- Request
Count the lines in the rows below that contain the word "boxes", and give only that number.

- Data shown
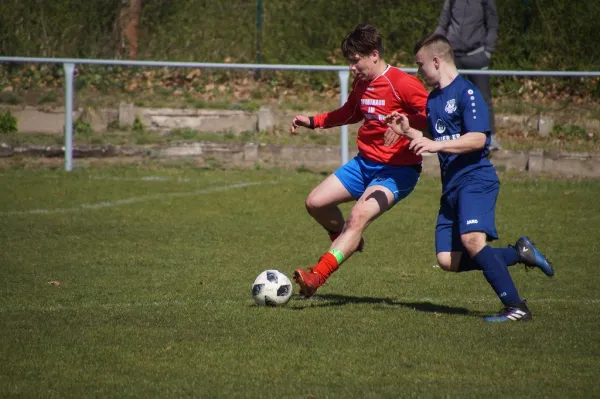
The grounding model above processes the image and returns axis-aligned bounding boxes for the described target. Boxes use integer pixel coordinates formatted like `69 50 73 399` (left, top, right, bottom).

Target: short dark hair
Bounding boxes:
342 24 383 59
414 33 454 61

- Exercise response
2